# start of RECORD SET

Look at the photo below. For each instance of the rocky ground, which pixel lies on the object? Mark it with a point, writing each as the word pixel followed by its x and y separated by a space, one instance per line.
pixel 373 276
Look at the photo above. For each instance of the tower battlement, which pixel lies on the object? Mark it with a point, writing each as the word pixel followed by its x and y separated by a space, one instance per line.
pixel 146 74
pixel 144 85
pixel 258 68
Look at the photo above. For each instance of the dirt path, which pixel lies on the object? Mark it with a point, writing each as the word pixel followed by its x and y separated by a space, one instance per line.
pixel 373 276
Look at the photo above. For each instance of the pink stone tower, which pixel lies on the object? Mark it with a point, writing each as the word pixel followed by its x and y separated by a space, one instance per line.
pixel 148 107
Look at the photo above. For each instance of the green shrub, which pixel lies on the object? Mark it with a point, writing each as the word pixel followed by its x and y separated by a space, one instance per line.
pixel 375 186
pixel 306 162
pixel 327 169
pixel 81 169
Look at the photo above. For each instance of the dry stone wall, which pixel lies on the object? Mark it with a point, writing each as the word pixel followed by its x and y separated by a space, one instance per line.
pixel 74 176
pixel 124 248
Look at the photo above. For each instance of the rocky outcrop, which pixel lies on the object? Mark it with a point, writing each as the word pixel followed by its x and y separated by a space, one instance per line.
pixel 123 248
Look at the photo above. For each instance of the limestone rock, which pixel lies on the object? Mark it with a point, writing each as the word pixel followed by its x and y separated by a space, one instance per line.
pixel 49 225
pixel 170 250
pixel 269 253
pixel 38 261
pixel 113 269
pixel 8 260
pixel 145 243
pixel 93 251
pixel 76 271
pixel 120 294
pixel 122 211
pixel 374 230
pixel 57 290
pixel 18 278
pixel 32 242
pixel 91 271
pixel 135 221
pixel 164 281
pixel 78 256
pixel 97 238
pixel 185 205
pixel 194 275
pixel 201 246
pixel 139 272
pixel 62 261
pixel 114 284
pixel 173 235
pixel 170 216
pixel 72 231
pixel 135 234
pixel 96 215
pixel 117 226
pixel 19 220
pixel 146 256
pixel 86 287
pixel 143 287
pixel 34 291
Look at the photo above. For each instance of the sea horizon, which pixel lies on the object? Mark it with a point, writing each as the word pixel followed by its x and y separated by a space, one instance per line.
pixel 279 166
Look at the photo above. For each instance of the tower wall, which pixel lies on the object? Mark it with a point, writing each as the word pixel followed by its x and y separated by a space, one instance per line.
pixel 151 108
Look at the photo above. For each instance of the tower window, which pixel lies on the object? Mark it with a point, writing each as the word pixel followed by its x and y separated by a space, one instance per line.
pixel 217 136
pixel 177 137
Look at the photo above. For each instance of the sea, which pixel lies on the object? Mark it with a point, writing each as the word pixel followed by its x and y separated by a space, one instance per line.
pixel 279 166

# end of RECORD SET

• _STATED PROBLEM_: Can you give everything from the line containing "sea horizon, which" down to the line containing "pixel 177 137" again, swapping "tower" for "turret" and leaving all else unchanged?

• _SOLUTION_:
Look at the photo above. For each instance of the sea horizon, which pixel lies on the object? Mark it with a point, writing each as the word pixel followed by its x and y separated by a space, one instance per line.
pixel 279 166
Look at the photo above. For each instance of the turret wall, which pixel lies on the object? Mark it with a point, writing each as the word pixel followed by its x and y separated by a space, one instance per line.
pixel 151 108
Look at the photo above. For each instance of the turret window, which pixel lies on the object? Mark it with a point, writing each as the word pixel followed by its x and y separated by a space, one instance per line.
pixel 217 136
pixel 177 137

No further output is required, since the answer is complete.